Selected passage
[Begin]

I liked his book as his climate (originally NC now VA) was the closest to mine (SE PA) and he was what I guess would be a 'sideliner' (ran I *think* 200 pollination hives). His design is fairly deep, but I think narrow enough (at bottom) that it possibly reduces the risk of comb breakage (these are assumptions on my part). I also decided early on I didn't like any tbh with the entrances in the middle of the sides. He used shaped end boards (He suggests making a wooden template for making all your hives).

I'm pulling this from memory: The top of the end is 17.5 inches (where the bars cross is 17 inches across), the bottom 9 inches and the sides 12 inches. For you in the south, with higher temps (so more chance of comb breakage), you might want a wide but shallower design). But there's tons of designs and anecdotal evidence suggests a Tanzanian style hive has no more chance of side attachment. So choose a design and go with it.


----------



## onestory (May 30, 2016)

" I also decided early on I didn't like any tbh with the entrances in the middle of the sides."

Please explain why.


----------



## crmauch (Mar 3, 2016)

onestory said:


> " I also decided early on I didn't like any tbh with the entrances in the middle of the sides."
> 
> Please explain why.


First all the caveat: I don't yet have any experience, and thus this is all my opinion. Take it for what its worth. When and if I get actual experience, my opinions may change. 

This also may not apply as much to you as you are in the deep south.

My reasoning:
For winter, the colony will go into a cluster. To survive the cluster must be in contact with honey (or food stores). During the winter, the cluster will naturally start at the brood nest, and move along the honey stores. Any gaps in honey stores will spell the death of the colony. If the cluster gets to the end of the hive, it cannot reverse direction or move back to where there are other honey stores.

Bees "tend" to create the brood nest near the entrance to the hive. By having the entrance at one end you already have set the brood nest at one end (so they can move along the honey stores in winter) plus the comb at the other end will tend to be all honey comb. 

I think that follower boards are a good idea to help the bees control the size of the nest that they have to patrol. if you have the entrance in the center, you'll need two follower boards -- why make things more complicated than it has to?

Hemenway, in her book has the main entrance in the middle, and to prep for winter has you move the whole brood nest to one end. Why make things more difficult for yourself? Have the brood nest at the end to begin with.

I also like the idea if you have a large hive and two small colonies, you can put one at each end to aid in thermoregulation in the winter.

Note, I have no problem with Les Crowder's side entrances at each end (he found the bees wouldn't stop using them once they were given that configuration), it's the (typically) 3 holes in the middle I don't like.

[End]

To be done
(a) Decide whether each statement agrees with the forum thread above on top-bar hives: (i) the end board described is 17.5 inches across the top and 9 inches across the bottom; (ii) the writer explaining the entrance preference already has beekeeping experience; (iii) that writer objects to Les Crowder's side entrances at each end. For each, answer yes or no and quote the words of the thread that decide it.
(b) Turn the paragraph of the forum thread on top-bar hives that begins "For winter, the colony will go into a cluster" into a short bulleted list that keeps its main facts.

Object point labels
[Begin]

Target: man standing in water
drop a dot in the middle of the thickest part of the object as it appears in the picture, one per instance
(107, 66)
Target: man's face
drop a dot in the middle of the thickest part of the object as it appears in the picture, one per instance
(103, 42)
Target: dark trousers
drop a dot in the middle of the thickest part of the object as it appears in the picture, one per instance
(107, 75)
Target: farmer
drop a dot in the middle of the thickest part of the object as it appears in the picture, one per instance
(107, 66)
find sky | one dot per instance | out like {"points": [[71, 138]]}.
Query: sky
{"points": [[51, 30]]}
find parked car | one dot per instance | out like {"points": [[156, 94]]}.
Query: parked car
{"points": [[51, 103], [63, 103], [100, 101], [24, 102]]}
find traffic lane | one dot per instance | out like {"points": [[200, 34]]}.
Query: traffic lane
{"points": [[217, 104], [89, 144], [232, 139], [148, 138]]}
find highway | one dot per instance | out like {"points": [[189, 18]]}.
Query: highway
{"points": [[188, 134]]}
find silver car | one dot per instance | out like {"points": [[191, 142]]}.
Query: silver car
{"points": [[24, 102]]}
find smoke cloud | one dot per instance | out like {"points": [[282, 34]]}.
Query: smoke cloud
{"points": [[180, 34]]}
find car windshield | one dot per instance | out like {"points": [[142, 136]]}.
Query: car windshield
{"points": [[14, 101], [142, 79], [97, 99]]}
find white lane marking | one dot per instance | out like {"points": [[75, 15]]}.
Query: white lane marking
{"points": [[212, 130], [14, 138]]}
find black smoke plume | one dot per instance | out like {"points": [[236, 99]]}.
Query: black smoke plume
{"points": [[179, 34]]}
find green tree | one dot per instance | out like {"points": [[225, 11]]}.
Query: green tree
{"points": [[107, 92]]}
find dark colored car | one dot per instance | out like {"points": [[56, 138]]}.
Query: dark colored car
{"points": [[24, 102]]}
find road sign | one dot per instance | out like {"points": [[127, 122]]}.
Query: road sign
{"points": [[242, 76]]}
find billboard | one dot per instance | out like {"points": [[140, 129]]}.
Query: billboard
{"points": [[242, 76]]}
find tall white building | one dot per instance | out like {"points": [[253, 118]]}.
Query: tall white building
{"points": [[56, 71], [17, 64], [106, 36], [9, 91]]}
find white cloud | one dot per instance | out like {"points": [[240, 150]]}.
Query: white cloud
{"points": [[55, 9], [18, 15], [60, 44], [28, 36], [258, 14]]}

[End]

Response list
(a)
(i) Yes: "The top of the end is 17.5 inches (where the bars cross is 17 inches across), the bottom 9 inches and the sides 12 inches."
(ii) No: "I don't yet have any experience, and thus this is all my opinion."
(iii) No: "I have no problem with Les Crowder's side entrances at each end"

(b)
- In winter the colony forms a cluster.
- To survive, the cluster must stay in contact with honey or other food stores.
- The cluster starts at the brood nest and moves along the honey stores.
- Any gap in the honey stores means the colony dies.
- Once the cluster reaches the end of the hive, it cannot reverse or move back to other stores.